■ What is required: Retype all of the data below word for word, leaving out the pictures.

■ Stored data:
══════

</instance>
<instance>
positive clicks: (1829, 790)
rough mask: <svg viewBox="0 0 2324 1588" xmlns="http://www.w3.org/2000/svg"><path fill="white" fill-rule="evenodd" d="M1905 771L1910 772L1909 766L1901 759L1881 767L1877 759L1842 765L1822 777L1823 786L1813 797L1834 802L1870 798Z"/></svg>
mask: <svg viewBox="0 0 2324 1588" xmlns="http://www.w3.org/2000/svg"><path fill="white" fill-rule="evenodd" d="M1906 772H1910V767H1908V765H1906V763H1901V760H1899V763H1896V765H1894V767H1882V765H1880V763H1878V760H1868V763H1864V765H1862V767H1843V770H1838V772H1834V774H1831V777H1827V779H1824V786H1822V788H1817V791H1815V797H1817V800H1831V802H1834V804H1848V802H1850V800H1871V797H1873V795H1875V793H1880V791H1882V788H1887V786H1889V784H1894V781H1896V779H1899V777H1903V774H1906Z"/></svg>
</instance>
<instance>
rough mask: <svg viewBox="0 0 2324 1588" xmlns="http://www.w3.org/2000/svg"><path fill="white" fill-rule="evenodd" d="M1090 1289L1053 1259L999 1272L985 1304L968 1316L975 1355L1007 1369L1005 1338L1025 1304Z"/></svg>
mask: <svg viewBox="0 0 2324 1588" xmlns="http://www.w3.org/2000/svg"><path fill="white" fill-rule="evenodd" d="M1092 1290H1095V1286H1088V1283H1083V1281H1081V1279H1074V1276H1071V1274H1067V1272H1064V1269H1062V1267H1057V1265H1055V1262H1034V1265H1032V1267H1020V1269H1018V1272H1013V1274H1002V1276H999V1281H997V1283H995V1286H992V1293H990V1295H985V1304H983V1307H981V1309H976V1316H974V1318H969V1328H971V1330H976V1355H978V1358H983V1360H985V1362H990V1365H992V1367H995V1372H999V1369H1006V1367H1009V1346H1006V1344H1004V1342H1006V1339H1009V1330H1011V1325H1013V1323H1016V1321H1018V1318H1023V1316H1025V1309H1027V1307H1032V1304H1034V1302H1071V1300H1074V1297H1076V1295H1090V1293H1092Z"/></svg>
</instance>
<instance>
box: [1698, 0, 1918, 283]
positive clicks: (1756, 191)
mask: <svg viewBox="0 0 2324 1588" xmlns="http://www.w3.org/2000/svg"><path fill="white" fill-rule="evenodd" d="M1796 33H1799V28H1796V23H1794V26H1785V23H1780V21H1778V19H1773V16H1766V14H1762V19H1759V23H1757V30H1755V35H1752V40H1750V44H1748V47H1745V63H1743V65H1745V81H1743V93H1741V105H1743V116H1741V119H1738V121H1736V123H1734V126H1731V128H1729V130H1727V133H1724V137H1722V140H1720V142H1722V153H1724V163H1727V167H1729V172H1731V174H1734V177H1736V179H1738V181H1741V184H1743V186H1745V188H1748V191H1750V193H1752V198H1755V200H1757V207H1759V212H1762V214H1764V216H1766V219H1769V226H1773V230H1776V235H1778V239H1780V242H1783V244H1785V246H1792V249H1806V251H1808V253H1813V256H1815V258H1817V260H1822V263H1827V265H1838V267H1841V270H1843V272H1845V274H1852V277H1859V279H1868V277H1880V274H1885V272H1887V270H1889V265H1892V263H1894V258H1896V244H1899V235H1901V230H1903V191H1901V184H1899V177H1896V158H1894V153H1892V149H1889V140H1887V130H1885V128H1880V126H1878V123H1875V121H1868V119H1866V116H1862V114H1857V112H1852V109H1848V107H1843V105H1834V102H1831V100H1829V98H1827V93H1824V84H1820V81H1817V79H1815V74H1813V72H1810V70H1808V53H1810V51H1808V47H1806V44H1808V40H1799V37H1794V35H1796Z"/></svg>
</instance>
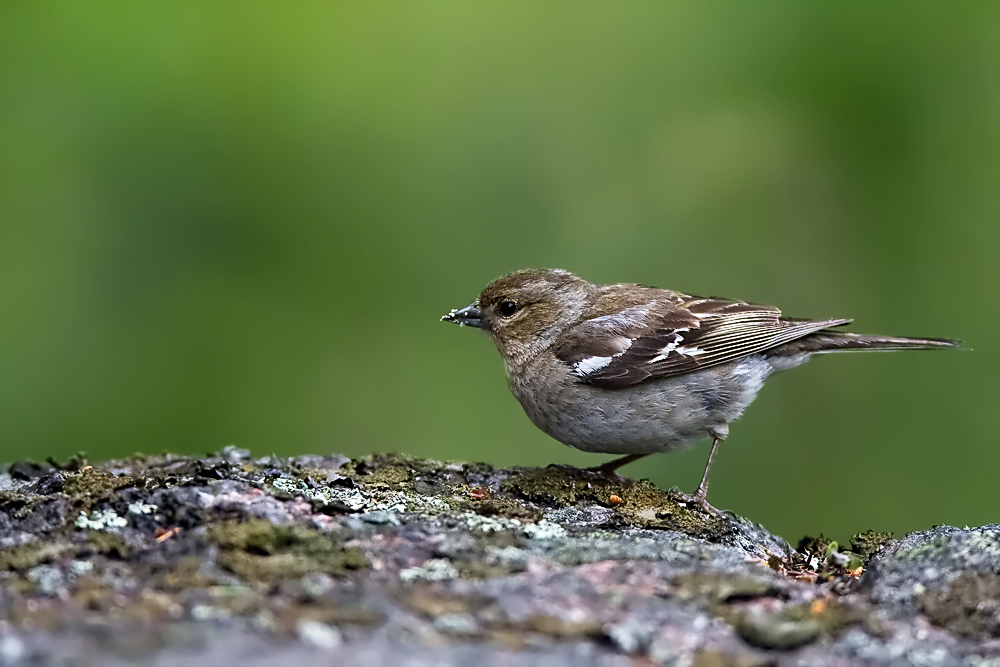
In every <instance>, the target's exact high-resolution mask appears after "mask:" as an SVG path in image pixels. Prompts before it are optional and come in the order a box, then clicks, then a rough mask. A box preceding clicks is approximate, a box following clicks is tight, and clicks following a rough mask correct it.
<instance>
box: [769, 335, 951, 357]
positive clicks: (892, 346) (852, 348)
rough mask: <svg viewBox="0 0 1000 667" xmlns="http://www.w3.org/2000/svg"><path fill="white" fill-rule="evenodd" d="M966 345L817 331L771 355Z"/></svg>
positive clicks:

══════

■ Finished exercise:
</instance>
<instance>
positive clicks: (1829, 790)
rough mask: <svg viewBox="0 0 2324 1588" xmlns="http://www.w3.org/2000/svg"><path fill="white" fill-rule="evenodd" d="M1905 771L1910 772L1909 766L1901 759L1881 767L1877 759L1842 765L1822 777L1823 786L1813 797L1834 802L1870 798Z"/></svg>
mask: <svg viewBox="0 0 2324 1588" xmlns="http://www.w3.org/2000/svg"><path fill="white" fill-rule="evenodd" d="M1906 772H1910V767H1908V765H1906V763H1901V760H1899V763H1896V765H1894V767H1882V765H1880V763H1878V760H1868V763H1864V765H1862V767H1843V770H1838V772H1834V774H1831V777H1827V779H1824V786H1822V788H1817V791H1815V797H1817V800H1831V802H1834V804H1848V802H1850V800H1871V797H1873V795H1875V793H1880V791H1882V788H1887V786H1889V784H1894V781H1896V779H1899V777H1903V774H1906Z"/></svg>
</instance>
<instance>
rough mask: <svg viewBox="0 0 2324 1588" xmlns="http://www.w3.org/2000/svg"><path fill="white" fill-rule="evenodd" d="M1090 1289L1053 1259L999 1272L985 1304L968 1316L975 1355L1007 1369L1005 1338L1025 1304Z"/></svg>
mask: <svg viewBox="0 0 2324 1588" xmlns="http://www.w3.org/2000/svg"><path fill="white" fill-rule="evenodd" d="M1092 1290H1095V1286H1088V1283H1083V1281H1081V1279H1074V1276H1071V1274H1067V1272H1064V1269H1062V1267H1057V1265H1055V1262H1034V1265H1032V1267H1020V1269H1018V1272H1013V1274H1002V1276H999V1281H997V1283H995V1286H992V1293H990V1295H985V1304H983V1307H981V1309H976V1316H974V1318H969V1328H971V1330H976V1355H978V1358H983V1360H985V1362H990V1365H992V1367H995V1372H999V1369H1006V1367H1009V1346H1006V1344H1004V1342H1006V1339H1009V1330H1011V1325H1013V1323H1016V1321H1018V1318H1023V1316H1025V1309H1027V1307H1032V1304H1034V1302H1071V1300H1074V1297H1076V1295H1090V1293H1092Z"/></svg>
</instance>
<instance>
box: [1698, 0, 1918, 283]
positive clicks: (1756, 191)
mask: <svg viewBox="0 0 2324 1588" xmlns="http://www.w3.org/2000/svg"><path fill="white" fill-rule="evenodd" d="M1796 33H1799V28H1796V23H1794V26H1785V23H1780V21H1778V19H1773V16H1766V14H1762V19H1759V23H1757V30H1755V35H1752V40H1750V44H1748V47H1745V63H1743V65H1745V81H1743V93H1741V105H1743V116H1741V119H1738V121H1736V123H1734V126H1731V128H1729V130H1727V133H1724V137H1722V140H1720V142H1722V153H1724V163H1727V167H1729V172H1731V174H1734V177H1736V179H1738V181H1741V184H1743V186H1745V188H1748V191H1750V193H1752V198H1755V200H1757V207H1759V212H1762V214H1764V216H1766V219H1769V226H1773V230H1776V235H1778V239H1780V242H1783V244H1785V246H1792V249H1806V251H1808V253H1813V256H1815V258H1817V260H1822V263H1827V265H1838V267H1841V270H1843V272H1845V274H1852V277H1859V279H1868V277H1880V274H1885V272H1887V270H1889V265H1892V263H1894V258H1896V244H1899V235H1901V230H1903V191H1901V184H1899V177H1896V158H1894V153H1892V149H1889V140H1887V130H1885V128H1880V126H1878V123H1875V121H1868V119H1866V116H1862V114H1857V112H1852V109H1848V107H1843V105H1834V102H1831V100H1829V98H1827V93H1824V84H1820V81H1817V79H1815V74H1813V72H1810V70H1808V53H1810V51H1808V47H1806V44H1808V40H1799V37H1794V35H1796Z"/></svg>
</instance>
In every <instance>, the target's exact high-resolution mask appears after "mask:" as an SVG path in image pixels. Prompts before it are optional and come in the order a box, then clicks, then a rough mask. A box preceding clicks is approximate, a box following clicks is tight, and clicks following a rough mask correct it.
<instance>
box: [769, 335, 951, 357]
positive clicks: (892, 346) (852, 348)
rough mask: <svg viewBox="0 0 1000 667" xmlns="http://www.w3.org/2000/svg"><path fill="white" fill-rule="evenodd" d="M966 345L817 331L771 355Z"/></svg>
positive clicks:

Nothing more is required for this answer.